*READING PASSAGE*
◇ ◇ ◇ ◇

For the project, Paulovich and colleagues used a highly sensitive and targeted analytical technology – selected reaction monitoring mass spectrometry. This type of mass spectrometry is not new – it has been used for years in clinical laboratories worldwide to measure drug metabolites and small molecules associated with inborn errors of metabolism. What is new is their pioneering use of this technology in a pipeline to test candidate protein biomarkers. Unlike traditional mass spectrometry, which attempts to detect all proteins in a biological sample in a scattershot fashion, this technology is highly targeted, allowing researchers to calibrate the equipment to specifically look for peptides, or protein fragments, of interest, filtering out the rest as white noise.
Targeted mass spectrometry methods, particularly when combined with antibody-based enrichment of target proteins, provide a technology platform for highly specific, reproducible and sensitive quantification of many proteins from a small drop of blood. Mass spectrometry-based tests have several advantages over traditional technologies, and they can be performed more quickly and at a lower cost.
"We aimed to test the possibility that a staged biomarker pipeline based on targeted mass spectrometry would enable the prioritization and testing of very large numbers of candidate biomarkers in preclinical trials. The hope was that this would enable more comprehensive testing of candidate biomarkers and thus a greater success rate for clinical validation."
Stage one of the biomarker discovery pipeline involved using targeted mass spectrometry to detect candidate biomarker proteins in the blood. Stage two sought to determine whether these proteins were elevated in the blood of mice with breast cancer as compared to healthy mice. Stage three involved developing blood tests that could be used in preclinical trials to detect the most promising protein candidates associated with early breast cancer development.

◇ ◇ ◇ ◇

*EXTRACTED INFORMATION*
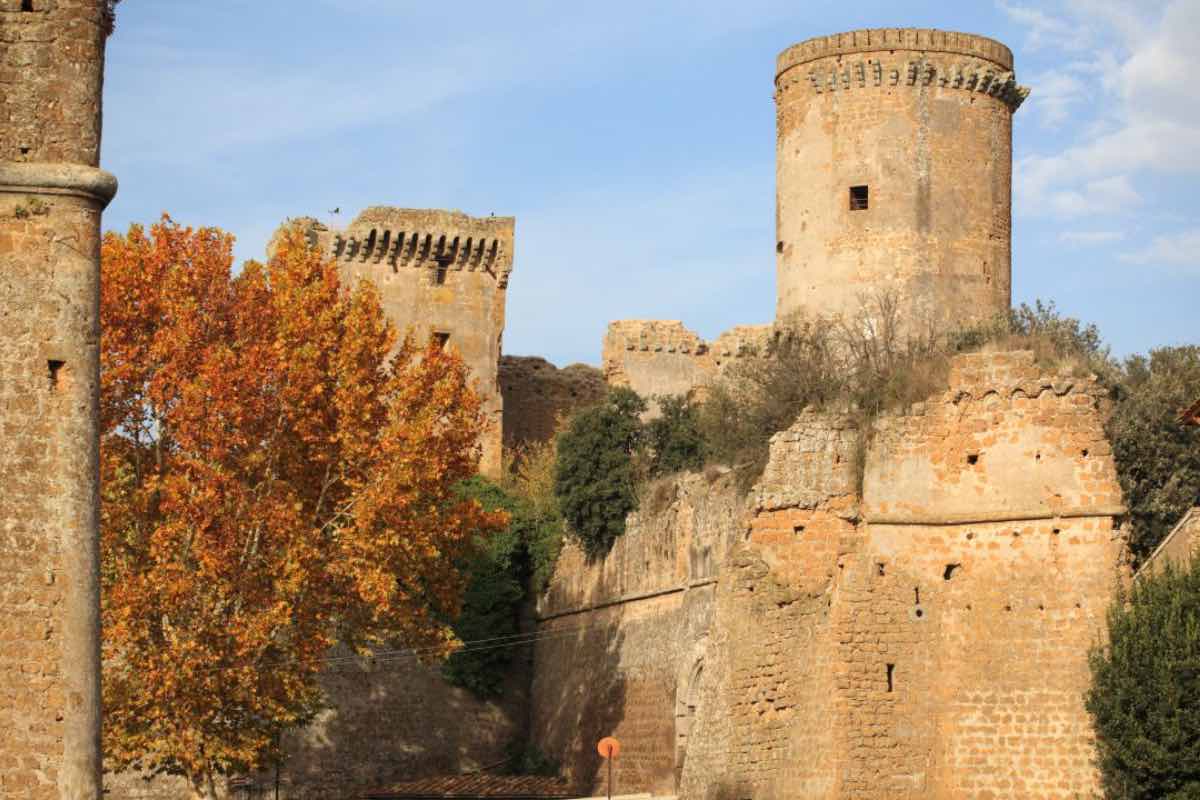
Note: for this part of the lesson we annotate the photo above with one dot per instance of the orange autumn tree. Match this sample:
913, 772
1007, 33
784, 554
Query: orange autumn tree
277, 476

◇ ◇ ◇ ◇

*USING THE INFORMATION*
1 - Which stages of the biomarker discovery pipeline does the passage on targeted mass spectrometry describe?
2 - Do these statements agree with the passage on targeted mass spectrometry? (a) Selected reaction monitoring mass spectrometry is a newly invented technology. (b) Traditional mass spectrometry tries to detect all proteins in a biological sample. (c) Stage two of the pipeline compared the blood of mice with breast cancer to that of healthy mice.
3 - Pick up the passage on targeted mass spectrometry after its final sentence and write what comes next.

*RESULTS*
1 -
- Stage one: using targeted mass spectrometry to detect candidate biomarker proteins in the blood.
- Stage two: determining whether these proteins were elevated in the blood of mice with breast cancer compared to healthy mice.
- Stage three: developing blood tests for preclinical trials to detect the most promising protein candidates associated with early breast cancer development.

2 -
(a) No: "This type of mass spectrometry is not new"
(b) Yes: "attempts to detect all proteins in a biological sample in a scattershot fashion"
(c) Yes: "elevated in the blood of mice with breast cancer as compared to healthy mice"

3 -
Although previous work, including that of Paulovich and colleagues, had analyzed the performance of the individual stages in isolation, these components had never before been assembled into a pipeline, and the numbers of proteins tested in previous studies were generally too small to demonstrate the feasibility of translating to clinical use.
For the study, the researchers tested 80 blood samples from healthy control mice and mice harboring preclinical or clinically apparent breast cancers. They also studied a group of mice that experience conditions that commonly affect the results of cancer screening tests. The researchers found 36 blood biomarkers of breast cancer in this mouse model. Of these, two were elevated in the blood of tumor-bearing mice before the tumors could be seen or felt, indicating that they enabled early detection of the cancers.
The purpose of the study was not to find biomarkers for breast cancer that would be of use in humans, but rather to develop and test technologies in a preclinical model before embarking on human studies. "It remains to be tested whether any of the specific biomarkers identified in the mouse will be of use in humans, where disease and biological variation will be much greater than in a mouse model. It is more likely that we have developed a road map for conducting more effective biomarker studies in humans," Paulovich said.